WRITTEN REQUEST 1 =>
Using the review of Rosa Luxemburg's letters, please answer these:
(a) Who translated the collection?
(b) How many pages long is the collection?
(c) How many volumes does Verso's complete works of Luxemburg span?
WRITTEN REQUEST 2 =>
Continue the review of Rosa Luxemburg's letters from its final sentence.

EXTRACT PROVIDED =>
☆ ☆ ☆ ☆ ☆ ☆ ☆

Rosa Luxemburg addressing the Socialist Congress of 1907. Via barglow

The Letters of Rosa Luxemburg
Edited by Annelies Laschitza, Georg Adler and Peter Hudis
Translated by George Shriver, Verso, 2011

Reading The Letters of Rosa Luxemburg one sometimes feels like a voyeur. Tender love notes are mixed in with daily triumphs and tragedies, accounts of visits with friends, what was for breakfast, nervous missives to one lover written while hiding from another, romantic longings, and multiple self-deprecating jokes about her small stature and ungainly looks. At five hundred and twelve pages, this collection, the most complete available in English, returns the personal struggles of Rosa – often omitted by earlier editors–- to the life of Luxemburg. And somewhere in between hearing of an invigorating walk and watching her curate male affection to assure the publication of her writings, it becomes clear why Verso begins its fourteen-volume complete works of the Polish-born, German revolutionary on such an intimate note: here is a radical portrait for the internet generation. And here’s hoping they pay close attention.

☆ ☆ ☆ ☆ ☆ ☆ ☆

DATA PROVIDED =>
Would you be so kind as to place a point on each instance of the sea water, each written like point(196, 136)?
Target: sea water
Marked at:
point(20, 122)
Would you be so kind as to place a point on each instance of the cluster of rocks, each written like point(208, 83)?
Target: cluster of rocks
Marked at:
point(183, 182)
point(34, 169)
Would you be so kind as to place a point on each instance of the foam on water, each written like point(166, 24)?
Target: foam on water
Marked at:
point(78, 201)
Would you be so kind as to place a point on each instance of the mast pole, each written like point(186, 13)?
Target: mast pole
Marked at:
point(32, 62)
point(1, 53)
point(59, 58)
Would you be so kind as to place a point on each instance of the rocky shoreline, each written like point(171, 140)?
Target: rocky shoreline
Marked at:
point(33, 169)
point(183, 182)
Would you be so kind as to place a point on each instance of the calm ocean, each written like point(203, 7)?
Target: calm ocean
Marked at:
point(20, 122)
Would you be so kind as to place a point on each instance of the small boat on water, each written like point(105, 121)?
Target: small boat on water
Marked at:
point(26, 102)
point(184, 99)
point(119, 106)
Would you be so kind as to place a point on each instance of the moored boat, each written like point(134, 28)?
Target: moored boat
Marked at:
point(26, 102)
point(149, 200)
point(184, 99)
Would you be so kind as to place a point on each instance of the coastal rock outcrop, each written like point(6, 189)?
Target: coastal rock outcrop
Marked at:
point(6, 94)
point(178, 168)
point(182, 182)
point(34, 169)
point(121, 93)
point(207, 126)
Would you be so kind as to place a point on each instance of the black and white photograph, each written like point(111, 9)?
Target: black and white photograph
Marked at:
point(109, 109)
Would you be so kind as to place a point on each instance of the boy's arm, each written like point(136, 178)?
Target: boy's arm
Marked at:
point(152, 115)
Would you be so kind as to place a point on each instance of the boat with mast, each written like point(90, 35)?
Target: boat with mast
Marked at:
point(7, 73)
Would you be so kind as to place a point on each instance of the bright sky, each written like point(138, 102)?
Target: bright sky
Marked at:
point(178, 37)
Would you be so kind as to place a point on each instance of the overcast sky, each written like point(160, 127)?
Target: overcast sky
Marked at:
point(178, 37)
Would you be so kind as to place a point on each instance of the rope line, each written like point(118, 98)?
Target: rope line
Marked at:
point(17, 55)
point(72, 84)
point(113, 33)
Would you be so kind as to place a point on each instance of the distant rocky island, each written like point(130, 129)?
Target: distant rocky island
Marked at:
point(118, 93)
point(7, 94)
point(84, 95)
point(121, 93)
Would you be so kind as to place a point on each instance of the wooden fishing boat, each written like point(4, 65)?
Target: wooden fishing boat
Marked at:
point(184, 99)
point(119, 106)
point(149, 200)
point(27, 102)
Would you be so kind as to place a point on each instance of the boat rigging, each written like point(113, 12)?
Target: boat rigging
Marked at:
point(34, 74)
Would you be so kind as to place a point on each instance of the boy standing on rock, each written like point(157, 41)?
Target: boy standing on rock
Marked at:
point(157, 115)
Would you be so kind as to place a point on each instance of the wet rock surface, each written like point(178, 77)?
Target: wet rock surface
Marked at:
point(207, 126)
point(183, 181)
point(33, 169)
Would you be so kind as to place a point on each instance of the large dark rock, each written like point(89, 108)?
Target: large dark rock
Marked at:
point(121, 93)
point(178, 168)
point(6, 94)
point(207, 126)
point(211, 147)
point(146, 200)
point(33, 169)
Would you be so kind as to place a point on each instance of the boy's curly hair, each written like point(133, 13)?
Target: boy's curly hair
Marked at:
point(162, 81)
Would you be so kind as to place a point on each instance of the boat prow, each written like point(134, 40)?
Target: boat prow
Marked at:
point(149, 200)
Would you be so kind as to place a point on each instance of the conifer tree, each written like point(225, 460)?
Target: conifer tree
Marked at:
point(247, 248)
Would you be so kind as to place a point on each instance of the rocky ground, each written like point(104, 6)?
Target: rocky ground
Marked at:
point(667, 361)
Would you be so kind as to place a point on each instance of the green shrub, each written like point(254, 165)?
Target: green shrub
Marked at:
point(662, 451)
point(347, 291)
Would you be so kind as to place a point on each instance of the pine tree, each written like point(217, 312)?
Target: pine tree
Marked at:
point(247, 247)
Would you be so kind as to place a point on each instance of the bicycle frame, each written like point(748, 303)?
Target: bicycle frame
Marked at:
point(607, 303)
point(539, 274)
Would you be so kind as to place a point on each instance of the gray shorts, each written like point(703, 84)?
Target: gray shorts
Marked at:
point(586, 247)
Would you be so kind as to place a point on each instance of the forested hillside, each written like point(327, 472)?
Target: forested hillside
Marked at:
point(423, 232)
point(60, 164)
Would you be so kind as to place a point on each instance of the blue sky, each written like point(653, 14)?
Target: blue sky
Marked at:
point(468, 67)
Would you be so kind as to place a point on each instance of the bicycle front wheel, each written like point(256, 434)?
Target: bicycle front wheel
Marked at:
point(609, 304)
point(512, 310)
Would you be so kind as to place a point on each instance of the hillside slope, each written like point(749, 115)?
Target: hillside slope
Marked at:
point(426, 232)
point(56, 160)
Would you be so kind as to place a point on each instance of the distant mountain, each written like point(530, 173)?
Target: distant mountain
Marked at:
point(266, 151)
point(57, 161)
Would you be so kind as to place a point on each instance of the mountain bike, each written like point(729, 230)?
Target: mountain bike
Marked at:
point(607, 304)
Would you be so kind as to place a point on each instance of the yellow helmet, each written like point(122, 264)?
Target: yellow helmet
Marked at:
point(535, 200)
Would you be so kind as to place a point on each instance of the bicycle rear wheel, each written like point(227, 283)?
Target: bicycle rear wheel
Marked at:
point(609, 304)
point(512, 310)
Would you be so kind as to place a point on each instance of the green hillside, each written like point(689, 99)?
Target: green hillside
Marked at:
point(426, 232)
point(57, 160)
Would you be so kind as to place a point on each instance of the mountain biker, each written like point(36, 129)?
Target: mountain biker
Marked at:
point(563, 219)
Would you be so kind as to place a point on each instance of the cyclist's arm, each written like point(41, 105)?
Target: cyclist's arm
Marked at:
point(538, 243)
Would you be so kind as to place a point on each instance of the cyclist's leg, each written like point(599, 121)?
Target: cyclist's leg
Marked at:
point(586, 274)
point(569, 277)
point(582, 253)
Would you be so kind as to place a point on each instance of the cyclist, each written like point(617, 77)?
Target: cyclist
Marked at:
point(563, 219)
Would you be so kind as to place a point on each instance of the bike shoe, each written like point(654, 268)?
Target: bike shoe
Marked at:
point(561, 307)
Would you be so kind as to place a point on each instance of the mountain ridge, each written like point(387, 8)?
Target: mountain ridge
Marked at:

☆ ☆ ☆ ☆ ☆ ☆ ☆

OUTPUT 1 =>
(a) George Shriver
(b) Five hundred and twelve pages
(c) Fourteen volumes

OUTPUT 2 =>
The last letter in the collection is dated January 11, 1919, Berlin—four days before the 47-year-old Luxemberg’s assassination. Born in Poland in 1871, to a middle-class, Jewish family, Luxemburg left to study economics and earn a doctorate in political theory in Switzerland. The first letter in the collection – dated July 1891 – comes just as she is finishing her studies. Among activists, Luxemburg is most renowned for Reform or Revolution, a blistering riposte to the theory of evolutionary socialism then being advanced by Eduard Bernstein. For scholars of Marxist political economy, it is The Accumulation of Capital that is remembered, sometimes as simply a serious contribution to the emerging theory of imperialism, and sometimes as one of the two or three works of political economy deserving mention in the same breath as Marx himself. She was instrumental in the rise of German Social Democrats, and, upon their betrayal at the outset of the Great War, founded, with Karl Liebknect, the Spartacus League, which was to become the German Communist party. It was Liebknect who, without Luxemburg’s knowledge, ordered the ill-advised uprising against the Weimar republic that provided the pretext for their murder at the hands of the paramilitary freikorps under orders from the Social Democratic government. Beyond this, she was a powerful speaker, a natural theorist and editor, and a peer, a friend, and occasional lover to many of the leaders of the international labor and socialist movements: including Leo Jogiches, Karl Kautsky, Liebknect, and Clara Zetkin. For all this, though, it is perhaps her letters for which she is most beloved. Even after several years on the CIA payroll, as compromised a figure as Sidney Hook still had to admit that they were “among the small literary treasures of the century.”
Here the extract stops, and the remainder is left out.